Gerard Delatour II: Writing-wise, I struggle to find one writer to gravitate towards due to the fact that they have all turned in at least one stinker. However, Fred Van Lente jumps out at me because of his Chameleon and Sandman arcs – the former being a great one, and the latter being good enough to get a recommendation. If we were including satellite titles, I would give this to J.M. DeMatteis, who has managed to write both the best Harry Osborn story and the best Aunt May/Jonah Sr. story of Brand New Day. Unfortunately, those stories appeared in books that nobody read. It’s almost tragic that those weren’t backups in the main title. My worst writer is easily Zeb Wells. With “Shed,” this guy has quickly managed to write himself onto my “most reviled author” list alongside Ron Zimmerman and Brian Reed. (By the way, Brian Reed manages to escape this distinction because most of his BND work has been in the various miniseries.)
Brad Douglas: I think Bob Gale has been the weakest of the lot. Joe Kelly and Mark Waid have been my two favorite writers so far.
The best and worst artists …
CrazyChris: My favorite artist is Lee Weeks from the “Something Can Stop the Juggernaut” arc. His art reminds me of John Romita Junior before he went all super-stylized. Instead of saying who my least favorite artist is, I’ll tell you about an okay-but-overrated artist: Marcos Martin. I cannot deny his storytelling’s clarity and innovation, but his style looks distorted and unappealing. I don’t care how ingeniously you use lines if every human face looks that ugly.

• [TO BE DONE]: Retype the discussion above about the best and worst comic writers and artists word for word, from start to finish.

Extracted data entries
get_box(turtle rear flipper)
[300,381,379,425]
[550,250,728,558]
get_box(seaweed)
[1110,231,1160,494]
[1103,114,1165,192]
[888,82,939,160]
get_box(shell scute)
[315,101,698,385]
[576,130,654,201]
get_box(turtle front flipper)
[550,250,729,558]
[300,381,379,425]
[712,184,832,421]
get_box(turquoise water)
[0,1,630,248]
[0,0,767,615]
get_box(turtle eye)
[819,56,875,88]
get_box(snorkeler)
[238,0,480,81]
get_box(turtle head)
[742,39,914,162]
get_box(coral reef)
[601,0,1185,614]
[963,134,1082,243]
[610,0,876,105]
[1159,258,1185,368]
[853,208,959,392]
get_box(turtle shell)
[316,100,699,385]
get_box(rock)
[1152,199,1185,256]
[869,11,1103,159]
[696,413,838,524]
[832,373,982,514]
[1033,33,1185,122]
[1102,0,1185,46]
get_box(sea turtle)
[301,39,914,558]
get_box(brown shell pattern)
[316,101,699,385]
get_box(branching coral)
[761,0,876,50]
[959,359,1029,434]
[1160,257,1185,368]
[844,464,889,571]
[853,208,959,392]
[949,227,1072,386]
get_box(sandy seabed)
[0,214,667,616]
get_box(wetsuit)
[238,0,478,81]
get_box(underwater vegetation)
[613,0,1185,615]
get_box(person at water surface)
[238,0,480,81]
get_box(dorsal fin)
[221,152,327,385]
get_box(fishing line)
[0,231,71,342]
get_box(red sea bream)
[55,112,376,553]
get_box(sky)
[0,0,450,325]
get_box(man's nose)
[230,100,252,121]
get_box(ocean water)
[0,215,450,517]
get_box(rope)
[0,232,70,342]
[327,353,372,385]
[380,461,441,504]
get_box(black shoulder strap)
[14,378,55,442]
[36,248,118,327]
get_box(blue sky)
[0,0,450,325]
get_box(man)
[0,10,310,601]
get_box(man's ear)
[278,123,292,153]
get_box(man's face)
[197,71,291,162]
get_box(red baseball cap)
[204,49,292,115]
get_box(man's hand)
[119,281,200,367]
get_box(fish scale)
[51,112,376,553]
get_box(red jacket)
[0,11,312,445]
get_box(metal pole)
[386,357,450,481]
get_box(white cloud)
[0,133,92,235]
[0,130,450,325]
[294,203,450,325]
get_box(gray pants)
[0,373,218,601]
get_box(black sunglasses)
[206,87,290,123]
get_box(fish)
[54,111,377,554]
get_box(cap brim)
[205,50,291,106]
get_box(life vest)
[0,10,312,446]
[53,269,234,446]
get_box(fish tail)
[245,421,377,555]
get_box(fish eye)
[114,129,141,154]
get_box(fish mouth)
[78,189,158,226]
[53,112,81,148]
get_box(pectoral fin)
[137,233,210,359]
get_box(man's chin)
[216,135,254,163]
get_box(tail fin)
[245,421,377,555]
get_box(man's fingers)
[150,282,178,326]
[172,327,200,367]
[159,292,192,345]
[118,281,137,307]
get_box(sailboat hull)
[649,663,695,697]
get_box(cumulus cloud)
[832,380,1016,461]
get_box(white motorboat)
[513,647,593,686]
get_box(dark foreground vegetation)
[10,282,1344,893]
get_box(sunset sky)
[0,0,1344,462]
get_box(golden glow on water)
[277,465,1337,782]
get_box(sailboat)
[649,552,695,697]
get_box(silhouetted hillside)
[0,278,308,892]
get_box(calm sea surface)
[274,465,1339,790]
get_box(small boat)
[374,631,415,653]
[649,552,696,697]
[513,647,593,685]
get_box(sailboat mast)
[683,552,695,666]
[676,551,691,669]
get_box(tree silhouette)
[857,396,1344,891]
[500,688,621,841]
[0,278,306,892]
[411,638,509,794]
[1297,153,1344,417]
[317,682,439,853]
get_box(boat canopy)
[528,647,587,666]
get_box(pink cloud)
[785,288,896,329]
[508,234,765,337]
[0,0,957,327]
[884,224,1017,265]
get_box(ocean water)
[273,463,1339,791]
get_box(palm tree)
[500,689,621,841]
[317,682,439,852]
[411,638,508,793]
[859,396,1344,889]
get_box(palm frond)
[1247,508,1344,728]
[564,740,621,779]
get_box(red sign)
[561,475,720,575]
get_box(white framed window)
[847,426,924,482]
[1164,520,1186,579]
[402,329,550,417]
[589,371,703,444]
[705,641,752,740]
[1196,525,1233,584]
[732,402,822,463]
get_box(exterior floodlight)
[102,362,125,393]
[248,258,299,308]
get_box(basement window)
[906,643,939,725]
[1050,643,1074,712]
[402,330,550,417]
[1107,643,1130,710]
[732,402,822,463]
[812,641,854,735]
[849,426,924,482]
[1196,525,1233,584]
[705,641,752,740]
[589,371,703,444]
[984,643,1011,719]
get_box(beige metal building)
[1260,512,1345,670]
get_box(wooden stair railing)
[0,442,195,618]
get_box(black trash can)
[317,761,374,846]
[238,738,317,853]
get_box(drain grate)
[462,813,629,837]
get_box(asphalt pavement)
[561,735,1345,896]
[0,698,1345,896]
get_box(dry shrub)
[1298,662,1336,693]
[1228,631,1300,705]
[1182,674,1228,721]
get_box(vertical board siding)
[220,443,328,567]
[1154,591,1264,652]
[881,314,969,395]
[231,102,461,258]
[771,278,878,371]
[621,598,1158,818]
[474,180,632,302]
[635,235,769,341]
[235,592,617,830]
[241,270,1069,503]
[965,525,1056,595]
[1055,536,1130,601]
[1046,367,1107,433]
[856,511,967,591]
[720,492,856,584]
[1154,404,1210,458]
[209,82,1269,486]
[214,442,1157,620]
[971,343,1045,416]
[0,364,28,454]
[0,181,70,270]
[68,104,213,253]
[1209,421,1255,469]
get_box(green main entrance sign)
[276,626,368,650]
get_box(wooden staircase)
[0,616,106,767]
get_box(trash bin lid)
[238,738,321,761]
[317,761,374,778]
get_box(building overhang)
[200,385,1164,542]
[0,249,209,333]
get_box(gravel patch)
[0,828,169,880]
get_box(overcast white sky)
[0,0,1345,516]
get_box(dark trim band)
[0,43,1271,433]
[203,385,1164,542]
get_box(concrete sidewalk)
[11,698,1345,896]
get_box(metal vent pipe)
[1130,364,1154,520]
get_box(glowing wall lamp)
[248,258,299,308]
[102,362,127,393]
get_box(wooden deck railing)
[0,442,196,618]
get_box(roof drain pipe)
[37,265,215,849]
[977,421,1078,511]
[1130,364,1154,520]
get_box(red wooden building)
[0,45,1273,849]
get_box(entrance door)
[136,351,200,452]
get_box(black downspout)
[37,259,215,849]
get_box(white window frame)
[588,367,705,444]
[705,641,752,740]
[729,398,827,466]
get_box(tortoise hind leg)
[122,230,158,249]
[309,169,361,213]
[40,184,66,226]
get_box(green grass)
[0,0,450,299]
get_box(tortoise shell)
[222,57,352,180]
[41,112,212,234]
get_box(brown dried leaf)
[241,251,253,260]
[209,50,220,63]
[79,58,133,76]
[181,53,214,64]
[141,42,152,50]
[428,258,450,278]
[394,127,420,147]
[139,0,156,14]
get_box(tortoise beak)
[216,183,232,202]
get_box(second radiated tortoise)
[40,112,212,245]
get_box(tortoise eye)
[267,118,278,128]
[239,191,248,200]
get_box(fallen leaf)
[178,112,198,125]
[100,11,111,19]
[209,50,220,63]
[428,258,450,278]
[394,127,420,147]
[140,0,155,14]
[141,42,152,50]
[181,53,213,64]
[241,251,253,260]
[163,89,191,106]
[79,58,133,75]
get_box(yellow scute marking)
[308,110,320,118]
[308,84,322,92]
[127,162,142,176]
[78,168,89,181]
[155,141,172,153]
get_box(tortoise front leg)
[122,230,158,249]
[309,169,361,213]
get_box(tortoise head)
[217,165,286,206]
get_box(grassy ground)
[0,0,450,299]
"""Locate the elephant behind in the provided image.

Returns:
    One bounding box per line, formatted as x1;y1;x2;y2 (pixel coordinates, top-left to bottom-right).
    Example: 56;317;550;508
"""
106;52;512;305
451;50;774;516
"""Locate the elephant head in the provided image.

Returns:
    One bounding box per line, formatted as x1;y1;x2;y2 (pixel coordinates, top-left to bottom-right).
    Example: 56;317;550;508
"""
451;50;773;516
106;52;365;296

• [SOLUTION TO THIS PROBLEM]:
Gerard Delatour II: Writing-wise, I struggle to find one writer to gravitate towards due to the fact that they have all turned in at least one stinker. However, Fred Van Lente jumps out at me because of his Chameleon and Sandman arcs – the former being a great one, and the latter being good enough to get a recommendation. If we were including satellite titles, I would give this to J.M. DeMatteis, who has managed to write both the best Harry Osborn story and the best Aunt May/Jonah Sr. story of Brand New Day. Unfortunately, those stories appeared in books that nobody read. It’s almost tragic that those weren’t backups in the main title. My worst writer is easily Zeb Wells. With “Shed,” this guy has quickly managed to write himself onto my “most reviled author” list alongside Ron Zimmerman and Brian Reed. (By the way, Brian Reed manages to escape this distinction because most of his BND work has been in the various miniseries.)
Brad Douglas: I think Bob Gale has been the weakest of the lot. Joe Kelly and Mark Waid have been my two favorite writers so far.
The best and worst artists …
CrazyChris: My favorite artist is Lee Weeks from the “Something Can Stop the Juggernaut” arc. His art reminds me of John Romita Junior before he went all super-stylized. Instead of saying who my least favorite artist is, I’ll tell you about an okay-but-overrated artist: Marcos Martin. I cannot deny his storytelling’s clarity and innovation, but his style looks distorted and unappealing. I don’t care how ingeniously you use lines if every human face looks that ugly.